What needs to be done | Summarize the show notes below on UK police corruption in three sentences.

Text extract |
We talk it straight and make it plain!
This weeks show Monday 12th Dec 2011
Afrika
 Speaks with Alkebu-Lan this week continues with an examination of 
 racism and corruption with the UK police force.  Listeners will recall 
that part one dealt extensively with the case of the wrongly imprisoned 
Cardiff 3 and the recent collapse of the £30m trial of 8 former South 
Wales police officers who undertook the original investigation
 and were charged with conspiracy to pervert the course of justice. The 
trial was halted, when it emerged
 that some key evidence was either “missing” or destroyed.  This event 
is only the latest episode of questionable practice that seems to run 
through the UK police service.  In fact, according to a 14/02/10 Guardian article
 by Sandra Laville “the Serious and Organised Crime Agency (SOCA)is 
assessing the scale of corruption within the British police after 
concerns were raised by senior internal investigators.”
If
 the SOCA assessment is ongoing it will presumably include the 
suspension in Mosiah (Aug) of
 Cleveland Police's chief constable Sean Price and his deputy Derek 
Bonnard as a result of their arrest pending an investigation into 
allegations of fraud and corruption in the service.  The same 
investigation also prompted the resignation of the Chairman of the 
Cleveland Police Authority, Cllr Dave McLuckie.
To
 illustrate the fact that that corruption is not limited to the 
provinces, the biggest recent casualties were the UK’s top policeman, 
Metropolitan Police Service (MPS) commissioner Sir Paul Stephenson and
 Assistant Commissioner John Yates who both resigned in July in the wake
 of the ongoing press/phone hacking scandal and the questionable 
relationship they had with senior officers the News International 
group.  In spite of Stephenson’s declaration that: “I and the people who
 know me know that my integrity is completely intact.” He was unable to 
whether the storm caused by his association with Neil Wallis, former 
deputy editor of the now defunct News of the World (NOTW), later hired 
as a PR consultant for the MPS, who was arrested as part of the new 
investigation into phone hacking.  For his part, Yates became 
increasingly under fire for overseeing a woefully inadequate 2009 review
 into the original 2006 phone hacking investigation in which he 
suggested that no further action be taken as well as his failure to take
 adequate action against officers who were known to have illegally 
accepted bribes.  One victim of the NOTW hacking,
 former Army intelligence officer Ian Hurst was damning of the MPS: 
“Fundamentally, what lays behind this whole cesspit - not since 2006, it
 predates it by many years before that - we're dealing with 
institutionalised corruption. It's endemic within the Metropolitan 
police and that has to be dealt with."

Recorded information |

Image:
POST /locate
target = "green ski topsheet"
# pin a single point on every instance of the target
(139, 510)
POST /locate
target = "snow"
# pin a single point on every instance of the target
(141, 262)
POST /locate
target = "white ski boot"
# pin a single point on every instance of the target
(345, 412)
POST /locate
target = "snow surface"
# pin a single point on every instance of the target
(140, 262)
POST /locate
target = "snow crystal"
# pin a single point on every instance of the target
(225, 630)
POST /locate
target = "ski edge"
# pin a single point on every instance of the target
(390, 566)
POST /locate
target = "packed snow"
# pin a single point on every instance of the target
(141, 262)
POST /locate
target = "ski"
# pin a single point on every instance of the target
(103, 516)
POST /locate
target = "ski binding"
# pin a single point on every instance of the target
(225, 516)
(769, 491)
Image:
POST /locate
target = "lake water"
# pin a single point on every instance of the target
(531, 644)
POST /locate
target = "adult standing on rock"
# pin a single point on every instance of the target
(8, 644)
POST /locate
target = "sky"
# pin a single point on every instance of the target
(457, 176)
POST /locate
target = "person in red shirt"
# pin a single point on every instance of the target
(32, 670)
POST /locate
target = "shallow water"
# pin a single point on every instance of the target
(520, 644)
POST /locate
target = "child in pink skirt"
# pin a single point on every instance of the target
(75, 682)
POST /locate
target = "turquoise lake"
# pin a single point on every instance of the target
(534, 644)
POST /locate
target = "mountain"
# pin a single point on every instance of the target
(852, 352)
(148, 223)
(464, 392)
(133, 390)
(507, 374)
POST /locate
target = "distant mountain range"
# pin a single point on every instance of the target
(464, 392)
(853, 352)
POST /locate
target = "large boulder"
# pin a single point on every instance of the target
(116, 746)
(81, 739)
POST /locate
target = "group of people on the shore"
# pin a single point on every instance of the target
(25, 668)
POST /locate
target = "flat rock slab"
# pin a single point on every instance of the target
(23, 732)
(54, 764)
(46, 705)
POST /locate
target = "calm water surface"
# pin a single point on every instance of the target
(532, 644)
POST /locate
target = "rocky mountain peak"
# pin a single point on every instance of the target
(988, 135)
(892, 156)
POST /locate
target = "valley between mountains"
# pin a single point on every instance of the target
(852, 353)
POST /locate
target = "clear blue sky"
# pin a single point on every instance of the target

Task answer | This week's Afrika Speaks with Alkebu-Lan continues its examination of racism and corruption in the UK police, following a first part on the wrongly imprisoned Cardiff 3 and the collapsed £30m trial of 8 former South Wales officers, which was halted when key evidence turned out to be missing or destroyed. The Serious and Organised Crime Agency has been assessing the scale of corruption in the British police, and Cleveland Police's chief constable and deputy were suspended after being arrested over fraud and corruption allegations. At the Metropolitan Police, Sir Paul Stephenson and John Yates resigned amid the phone hacking scandal, and hacking victim Ian Hurst called the force's corruption institutionalized and endemic.